Supplied passage.
I've been griping about this a lot so let's switch gears. Microsoft is currently running its Ultimate Xbox Sale until the end of the month. Calling this sale "ultimate" is a check even Bill Gates can't cash, but there are nevertheless some pretty good deals on older Xbox One and 360 titles. I'm thinking about triple-dipping on Rayman Legends, since I don't want to drag my Playstation 3 out of retirement to play it and the touchscreen features in the Vita version make it more frustrating than fun.

That reminds me... there are still a lot of Vita games (and other games) in my collection I haven't reviewed yet. I should get right on that... it would probably be more fun to read than yet another post about trying to wring a quality picture out of my Sega Genesis.

Tuesday, July 10, 2018

Errata 2600

I thought it might be a good time to mention that I made a mistake in a previous post. Sure, I published it five years ago, but anyone with a Coleco Gemini who's given serious thought to modding this Atari 2600 clone for modern television sets will nevertheless want to know this. Back in 2013, I tried to find the pinouts for one of the system's chips using a tedious process of testing each pin with a multimeter. Some of my findings were correct, but others were so far off base that it was a wonder I managed to get a recognizable picture out of my composite video mod.

The correct pinout for the 73192 (aka the E4002) is right here on Console5, and they would know... the web site has been selling mod kits and replacement parts for game systems for years. (I've been thinking about picking up their S-video kit for the Sega Genesis, because it's starting to look like it's the only way I'll ever get a halfway decent picture out of the system.) If you'd like to add composite jacks to your Gemini, use Console5's pinout as a guide, not mine. Also, you might want to reinforce the controller ports with hot glue or something... I've heard they don't hold up to repeated use. It was a budget system, after all.

Monday, July 9, 2018

Get the Picture?

No, but I'm working on that. I'm trying to find ways to get a crisp picture out of my Sega Genesis, which at the moment is stuck using composite cables. Composite may have been acceptable back in the bygone days of the early 1990s, but on today's high-definition television sets, it leaves something to be desired. Hell, all that blur and color bleed is like looking at Medusa before she's put on her morning make-up.

Work instruction A. From the retro gaming blog excerpt, set down the stretch from "That reminds me..." through "my Sega Genesis." word for word.
Work instruction B. According to the retro gaming blog excerpt, which website provides the correct pinout for the 73192 chip?
Work instruction C. Extend the retro gaming blog excerpt, beginning after its final sentence.

Provided records.

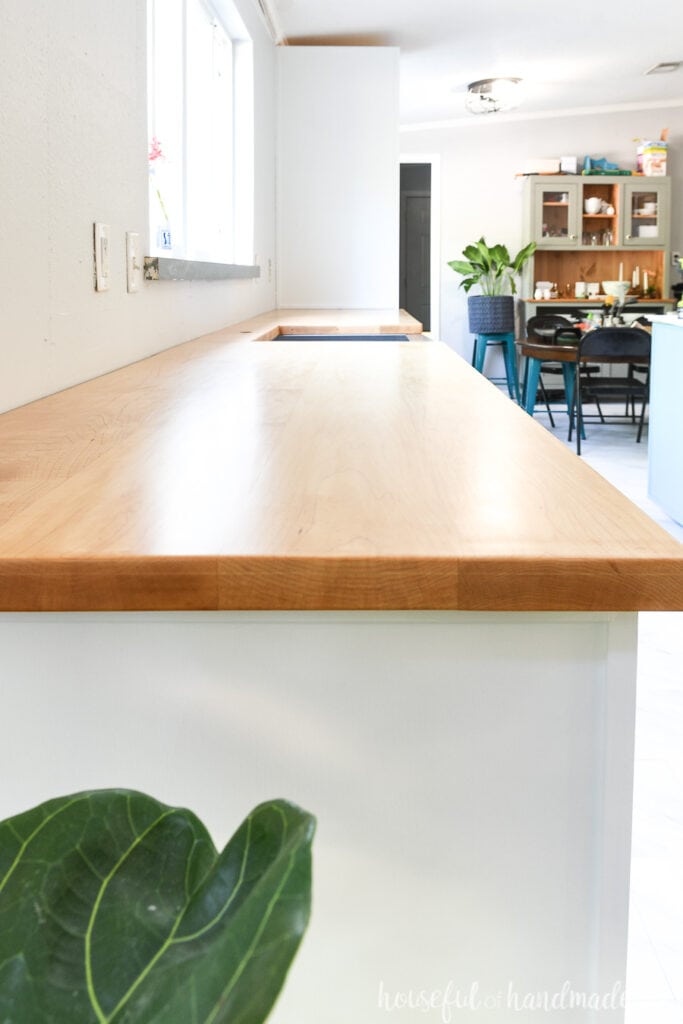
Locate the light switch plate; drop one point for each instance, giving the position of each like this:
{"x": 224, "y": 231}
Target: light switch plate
{"x": 133, "y": 261}
{"x": 101, "y": 243}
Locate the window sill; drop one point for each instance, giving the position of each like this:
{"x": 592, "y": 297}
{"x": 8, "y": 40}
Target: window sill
{"x": 165, "y": 268}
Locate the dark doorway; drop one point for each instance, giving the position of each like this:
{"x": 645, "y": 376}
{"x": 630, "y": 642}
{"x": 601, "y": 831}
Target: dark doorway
{"x": 415, "y": 241}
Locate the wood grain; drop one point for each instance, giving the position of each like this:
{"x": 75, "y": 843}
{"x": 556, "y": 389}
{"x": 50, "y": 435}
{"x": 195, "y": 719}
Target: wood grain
{"x": 227, "y": 474}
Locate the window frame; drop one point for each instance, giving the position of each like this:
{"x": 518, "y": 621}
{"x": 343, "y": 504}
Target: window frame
{"x": 186, "y": 258}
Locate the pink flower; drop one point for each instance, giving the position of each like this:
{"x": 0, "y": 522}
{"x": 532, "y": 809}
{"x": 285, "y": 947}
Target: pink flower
{"x": 155, "y": 150}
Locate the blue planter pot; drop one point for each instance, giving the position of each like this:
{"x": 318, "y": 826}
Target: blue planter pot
{"x": 491, "y": 313}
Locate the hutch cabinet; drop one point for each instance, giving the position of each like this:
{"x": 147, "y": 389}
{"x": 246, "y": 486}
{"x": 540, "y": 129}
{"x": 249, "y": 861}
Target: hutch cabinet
{"x": 588, "y": 226}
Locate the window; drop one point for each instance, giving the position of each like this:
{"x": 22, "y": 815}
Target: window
{"x": 201, "y": 131}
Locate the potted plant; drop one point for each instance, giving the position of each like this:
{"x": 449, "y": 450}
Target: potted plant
{"x": 118, "y": 909}
{"x": 492, "y": 268}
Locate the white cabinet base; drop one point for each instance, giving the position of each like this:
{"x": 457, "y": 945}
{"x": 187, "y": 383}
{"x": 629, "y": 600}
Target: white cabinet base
{"x": 471, "y": 774}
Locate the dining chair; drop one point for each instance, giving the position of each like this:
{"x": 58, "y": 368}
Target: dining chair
{"x": 611, "y": 345}
{"x": 550, "y": 329}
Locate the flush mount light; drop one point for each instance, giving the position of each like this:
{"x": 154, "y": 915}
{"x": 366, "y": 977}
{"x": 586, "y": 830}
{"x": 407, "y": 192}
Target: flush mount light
{"x": 664, "y": 68}
{"x": 492, "y": 94}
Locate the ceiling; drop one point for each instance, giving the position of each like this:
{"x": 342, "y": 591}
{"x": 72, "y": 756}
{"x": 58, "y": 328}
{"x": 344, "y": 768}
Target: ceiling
{"x": 586, "y": 54}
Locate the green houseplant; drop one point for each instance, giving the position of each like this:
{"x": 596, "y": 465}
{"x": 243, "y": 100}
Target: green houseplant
{"x": 493, "y": 269}
{"x": 117, "y": 909}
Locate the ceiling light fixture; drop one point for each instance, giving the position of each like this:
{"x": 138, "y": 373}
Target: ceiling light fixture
{"x": 492, "y": 94}
{"x": 664, "y": 68}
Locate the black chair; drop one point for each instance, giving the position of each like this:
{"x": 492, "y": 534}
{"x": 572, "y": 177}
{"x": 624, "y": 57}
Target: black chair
{"x": 625, "y": 345}
{"x": 553, "y": 329}
{"x": 543, "y": 327}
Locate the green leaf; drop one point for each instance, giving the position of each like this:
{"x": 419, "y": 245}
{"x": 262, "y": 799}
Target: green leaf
{"x": 117, "y": 909}
{"x": 491, "y": 266}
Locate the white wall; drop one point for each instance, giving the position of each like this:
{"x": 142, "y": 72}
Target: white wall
{"x": 73, "y": 150}
{"x": 481, "y": 196}
{"x": 338, "y": 177}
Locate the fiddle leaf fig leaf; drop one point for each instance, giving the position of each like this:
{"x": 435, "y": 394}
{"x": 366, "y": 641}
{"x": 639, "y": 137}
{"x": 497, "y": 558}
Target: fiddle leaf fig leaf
{"x": 117, "y": 909}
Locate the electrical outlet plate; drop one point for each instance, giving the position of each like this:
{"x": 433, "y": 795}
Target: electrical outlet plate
{"x": 101, "y": 241}
{"x": 133, "y": 261}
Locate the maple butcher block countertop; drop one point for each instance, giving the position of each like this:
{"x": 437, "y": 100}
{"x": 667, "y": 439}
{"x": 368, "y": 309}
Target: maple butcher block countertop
{"x": 231, "y": 473}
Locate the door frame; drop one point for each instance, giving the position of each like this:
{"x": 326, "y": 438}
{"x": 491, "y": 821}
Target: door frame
{"x": 435, "y": 233}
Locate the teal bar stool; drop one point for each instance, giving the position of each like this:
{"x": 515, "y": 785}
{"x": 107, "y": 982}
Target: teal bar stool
{"x": 507, "y": 341}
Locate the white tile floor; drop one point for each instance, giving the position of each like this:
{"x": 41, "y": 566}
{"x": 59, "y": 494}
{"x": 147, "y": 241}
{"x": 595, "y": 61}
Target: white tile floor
{"x": 654, "y": 977}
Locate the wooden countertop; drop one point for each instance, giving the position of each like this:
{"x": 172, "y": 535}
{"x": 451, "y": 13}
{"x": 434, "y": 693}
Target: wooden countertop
{"x": 228, "y": 474}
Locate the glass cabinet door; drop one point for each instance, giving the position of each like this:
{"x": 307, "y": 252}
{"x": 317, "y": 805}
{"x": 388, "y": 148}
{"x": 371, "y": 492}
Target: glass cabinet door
{"x": 556, "y": 213}
{"x": 645, "y": 214}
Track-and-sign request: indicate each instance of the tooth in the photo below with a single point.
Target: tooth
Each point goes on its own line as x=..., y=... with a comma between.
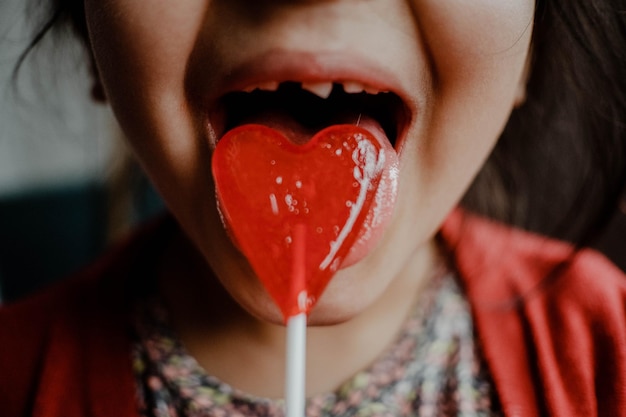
x=353, y=87
x=322, y=89
x=268, y=86
x=371, y=90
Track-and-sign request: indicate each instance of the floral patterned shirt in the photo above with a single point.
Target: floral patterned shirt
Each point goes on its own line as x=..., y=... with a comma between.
x=434, y=368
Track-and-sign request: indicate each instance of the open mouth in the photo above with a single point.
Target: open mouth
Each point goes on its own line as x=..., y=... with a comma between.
x=299, y=110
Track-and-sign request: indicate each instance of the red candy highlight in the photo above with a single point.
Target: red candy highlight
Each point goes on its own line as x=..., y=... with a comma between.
x=295, y=210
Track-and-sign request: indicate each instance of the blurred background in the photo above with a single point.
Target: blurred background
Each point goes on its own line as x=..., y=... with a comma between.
x=64, y=178
x=67, y=188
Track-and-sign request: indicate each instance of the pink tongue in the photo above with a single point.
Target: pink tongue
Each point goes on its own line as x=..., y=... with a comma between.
x=296, y=210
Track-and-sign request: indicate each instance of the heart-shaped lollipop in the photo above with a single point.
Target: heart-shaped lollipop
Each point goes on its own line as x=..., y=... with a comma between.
x=296, y=207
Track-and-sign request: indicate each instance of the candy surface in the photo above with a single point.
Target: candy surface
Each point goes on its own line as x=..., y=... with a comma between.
x=295, y=210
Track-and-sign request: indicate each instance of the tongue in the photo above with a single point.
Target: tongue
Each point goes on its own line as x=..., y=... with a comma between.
x=299, y=134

Final answer A.
That reminds me... there are still a lot of Vita games (and other games) in my collection I haven't reviewed yet. I should get right on that... it would probably be more fun to read than yet another post about trying to wring a quality picture out of my Sega Genesis.

Final answer B. Console5

Final answer C.
I've been trying to find a solution, but so far nothing's been satisfactory. I bought an SCART cable and an HDMI converter some months ago, thinking that it would solve the problem, but the picture still has big issues... characters in the foreground are soft around the edges, and scrolling results in a "swimmy" distortion that turns every scuffle in Streets of Rage 2 into the fist fight from Top Secret.

Then there's VGA. It's possible to connect the Genesis to a computer monitor (as demonstrated in this video by Thomas3120) but it comes with a laundry list of caveats. First, you have to build the wire yourself. Second, most VGA monitors won't work with the Genesis because it's so old. They run at a 31 kilohertz frequency, but the Genesis can only output to 15 kilohertz, and the whole thing hertz my head because I have no idea what the hell any of it means. You can use a "scan doubler" to connect a Genesis to the VGA port of a modern display, but that requires a separate power supply, and my power strip is already at low vacancy.

I could even connect the Genesis straight to HDMI using cables from Pound Technology. Those are the guys who released a high-def cable for the original Xbox last year, and they're planning to offer similar products for both the Genesis and the Super NES in the future. Problem is, there's no specific release date for these products... and when they are released, they'll display games in a 16:9 aspect ratio rather than the 4:3 aspect ratio the Genesis normally uses, resulting in a stretched display. Annoyingly, these cables will also require a separate power supply, and as stated earlier there's not much room at the inn for extras.

At least I've got options. None of them are perfect and some of them are aggravatingly complicated, but I have options.